**What you should do:** Copy out all the items below, substituting "central point" for every occurrence of "innermost point" and leaving all other text unchanged.

**Dataset excerpts:**
#####

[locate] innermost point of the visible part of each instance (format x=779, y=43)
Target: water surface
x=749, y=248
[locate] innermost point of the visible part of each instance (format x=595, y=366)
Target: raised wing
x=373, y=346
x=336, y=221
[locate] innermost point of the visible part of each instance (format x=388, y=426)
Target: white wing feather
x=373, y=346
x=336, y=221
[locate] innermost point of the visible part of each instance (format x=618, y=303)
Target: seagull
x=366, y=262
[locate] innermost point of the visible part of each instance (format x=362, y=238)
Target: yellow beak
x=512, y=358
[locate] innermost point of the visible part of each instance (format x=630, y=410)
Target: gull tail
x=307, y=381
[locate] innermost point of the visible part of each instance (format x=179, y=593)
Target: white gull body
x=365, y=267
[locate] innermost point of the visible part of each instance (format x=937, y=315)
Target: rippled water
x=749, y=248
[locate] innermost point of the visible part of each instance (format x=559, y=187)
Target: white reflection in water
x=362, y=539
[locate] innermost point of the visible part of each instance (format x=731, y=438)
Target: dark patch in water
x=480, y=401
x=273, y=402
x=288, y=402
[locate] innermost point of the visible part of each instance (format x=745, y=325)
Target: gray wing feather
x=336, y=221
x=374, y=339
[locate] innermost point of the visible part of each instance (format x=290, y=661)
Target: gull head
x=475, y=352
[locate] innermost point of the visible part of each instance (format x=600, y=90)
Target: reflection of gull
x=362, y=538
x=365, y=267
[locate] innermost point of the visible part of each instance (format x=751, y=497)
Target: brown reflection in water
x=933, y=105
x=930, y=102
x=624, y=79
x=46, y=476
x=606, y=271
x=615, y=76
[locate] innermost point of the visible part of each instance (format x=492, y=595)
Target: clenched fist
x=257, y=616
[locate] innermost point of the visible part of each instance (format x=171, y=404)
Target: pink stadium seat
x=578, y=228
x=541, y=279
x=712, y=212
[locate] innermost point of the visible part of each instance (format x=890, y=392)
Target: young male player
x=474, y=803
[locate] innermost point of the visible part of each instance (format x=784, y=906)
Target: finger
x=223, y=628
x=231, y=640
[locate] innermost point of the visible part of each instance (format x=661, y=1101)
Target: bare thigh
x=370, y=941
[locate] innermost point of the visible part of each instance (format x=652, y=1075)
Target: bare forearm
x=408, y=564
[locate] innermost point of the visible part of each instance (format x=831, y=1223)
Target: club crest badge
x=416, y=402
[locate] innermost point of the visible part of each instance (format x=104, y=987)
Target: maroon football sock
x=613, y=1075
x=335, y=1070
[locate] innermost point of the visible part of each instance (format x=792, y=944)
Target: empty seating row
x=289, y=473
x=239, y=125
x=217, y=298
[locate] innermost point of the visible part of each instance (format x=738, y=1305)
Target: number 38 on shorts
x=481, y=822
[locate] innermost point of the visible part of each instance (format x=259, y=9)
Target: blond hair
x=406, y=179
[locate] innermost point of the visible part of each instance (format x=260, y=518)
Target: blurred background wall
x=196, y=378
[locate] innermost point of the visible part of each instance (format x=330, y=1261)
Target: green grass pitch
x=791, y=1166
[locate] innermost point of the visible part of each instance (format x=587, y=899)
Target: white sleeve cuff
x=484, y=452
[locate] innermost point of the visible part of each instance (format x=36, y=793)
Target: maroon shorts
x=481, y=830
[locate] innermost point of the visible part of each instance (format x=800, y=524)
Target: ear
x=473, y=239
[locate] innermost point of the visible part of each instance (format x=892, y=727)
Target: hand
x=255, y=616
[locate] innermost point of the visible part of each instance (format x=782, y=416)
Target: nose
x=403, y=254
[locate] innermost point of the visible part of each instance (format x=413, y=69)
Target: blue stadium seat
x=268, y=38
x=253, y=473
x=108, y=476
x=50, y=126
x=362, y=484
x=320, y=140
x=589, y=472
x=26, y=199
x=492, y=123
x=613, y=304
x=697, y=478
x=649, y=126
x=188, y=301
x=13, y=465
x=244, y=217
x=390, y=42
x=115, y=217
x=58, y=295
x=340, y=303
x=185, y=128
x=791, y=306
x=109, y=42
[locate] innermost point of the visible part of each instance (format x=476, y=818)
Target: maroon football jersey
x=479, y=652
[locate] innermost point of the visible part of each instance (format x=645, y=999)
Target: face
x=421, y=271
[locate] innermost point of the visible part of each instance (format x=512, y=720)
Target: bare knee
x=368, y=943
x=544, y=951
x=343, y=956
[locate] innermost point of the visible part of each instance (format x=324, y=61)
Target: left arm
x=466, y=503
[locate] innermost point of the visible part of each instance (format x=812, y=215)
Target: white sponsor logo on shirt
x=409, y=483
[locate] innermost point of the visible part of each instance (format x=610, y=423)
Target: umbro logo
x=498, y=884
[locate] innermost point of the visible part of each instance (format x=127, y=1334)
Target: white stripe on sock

#####

**Answer for this exercise:**
[locate] central point of the visible part of each instance (format x=779, y=43)
Target: water surface
x=749, y=248
[locate] central point of the visible part of each instance (format x=595, y=366)
Target: raised wing
x=373, y=346
x=336, y=221
[locate] central point of the visible part of each instance (format x=388, y=426)
Target: white wing feather
x=373, y=346
x=336, y=221
[locate] central point of the visible part of each instance (format x=618, y=303)
Target: seagull
x=366, y=262
[locate] central point of the visible part of each instance (format x=362, y=238)
Target: yellow beak
x=512, y=358
[locate] central point of the visible part of each instance (format x=630, y=410)
Target: gull tail
x=307, y=381
[locate] central point of the visible part of each instance (format x=179, y=593)
Target: white gull body
x=365, y=267
[locate] central point of the visible part of each instance (format x=937, y=315)
Target: rippled water
x=749, y=248
[locate] central point of the visible part of each instance (format x=559, y=187)
Target: white reflection in water
x=362, y=539
[locate] central point of the visible part of each instance (format x=731, y=438)
Target: dark patch in water
x=480, y=401
x=273, y=402
x=288, y=402
[locate] central point of the visible part of each instance (format x=745, y=325)
Target: gray wing feather
x=336, y=221
x=374, y=339
[locate] central point of the visible part of each instance (format x=290, y=661)
Target: gull head
x=475, y=352
[locate] central point of the visible part of each instance (format x=600, y=90)
Target: reflection of gull
x=362, y=538
x=365, y=267
[locate] central point of the visible part of each instance (format x=751, y=497)
Target: brown reflection in water
x=933, y=105
x=930, y=102
x=624, y=79
x=46, y=476
x=606, y=271
x=615, y=76
[locate] central point of the visible part of each instance (format x=492, y=595)
Target: clenched fist
x=257, y=616
[locate] central point of the visible part of each instance (format x=171, y=404)
Target: pink stadium seat
x=578, y=228
x=541, y=279
x=712, y=212
[locate] central point of the visible part of each instance (format x=890, y=392)
Target: young male player
x=474, y=803
[locate] central point of the visible part of each instance (format x=784, y=906)
Target: finger
x=223, y=628
x=231, y=640
[locate] central point of the visible part of each instance (format x=661, y=1101)
Target: bare thigh
x=370, y=941
[locate] central point of the visible part of each instance (format x=652, y=1075)
Target: bare forearm
x=408, y=564
[locate] central point of the visible part of each instance (format x=831, y=1223)
Target: club crest badge
x=416, y=402
[locate] central point of the visible part of each instance (format x=104, y=987)
Target: maroon football sock
x=613, y=1075
x=335, y=1070
[locate] central point of the visible part of each instance (format x=792, y=944)
Target: empty seating row
x=289, y=473
x=239, y=125
x=217, y=298
[locate] central point of the visible part of each instance (format x=738, y=1305)
Target: number 38 on shorts
x=481, y=822
[locate] central point of the visible part of each instance (format x=259, y=9)
Target: blond hair
x=406, y=179
[locate] central point of the visible part of each instance (format x=260, y=518)
Target: blurred background wall
x=196, y=378
[locate] central point of the visible part of each instance (format x=330, y=1261)
Target: green grass pitch
x=791, y=1166
[locate] central point of the visible part of each instance (format x=587, y=899)
Target: white sleeve cuff
x=484, y=452
[locate] central point of the visible part of each instance (format x=36, y=793)
Target: maroon shorts
x=481, y=830
[locate] central point of the visible part of each instance (format x=800, y=524)
Target: ear
x=473, y=239
[locate] central point of the visible part of each instance (format x=892, y=727)
Target: hand
x=255, y=616
[locate] central point of the visible part of each instance (format x=782, y=416)
Target: nose
x=403, y=254
[locate] central point of the visible part of each instance (format x=413, y=69)
Target: blue stadium seat
x=268, y=38
x=253, y=473
x=108, y=476
x=50, y=126
x=362, y=484
x=320, y=140
x=589, y=472
x=26, y=199
x=492, y=123
x=613, y=304
x=697, y=478
x=649, y=126
x=188, y=301
x=13, y=465
x=244, y=217
x=390, y=42
x=115, y=217
x=58, y=295
x=340, y=303
x=185, y=128
x=791, y=306
x=109, y=42
[locate] central point of the visible part of each instance (format x=476, y=818)
Target: maroon football jersey
x=479, y=652
[locate] central point of the visible part of each instance (format x=645, y=999)
Target: face
x=421, y=271
[locate] central point of the visible part of each instance (format x=512, y=720)
Target: bare knee
x=368, y=943
x=544, y=951
x=343, y=956
[locate] central point of the visible part of each instance (format x=324, y=61)
Target: left arm
x=466, y=503
[locate] central point of the visible part of each instance (format x=812, y=215)
Target: white sponsor logo on shirt
x=409, y=483
[locate] central point of the visible part of each instance (format x=610, y=423)
Target: umbro logo
x=498, y=884
[locate] central point of the visible part of each instance (format x=127, y=1334)
Target: white stripe on sock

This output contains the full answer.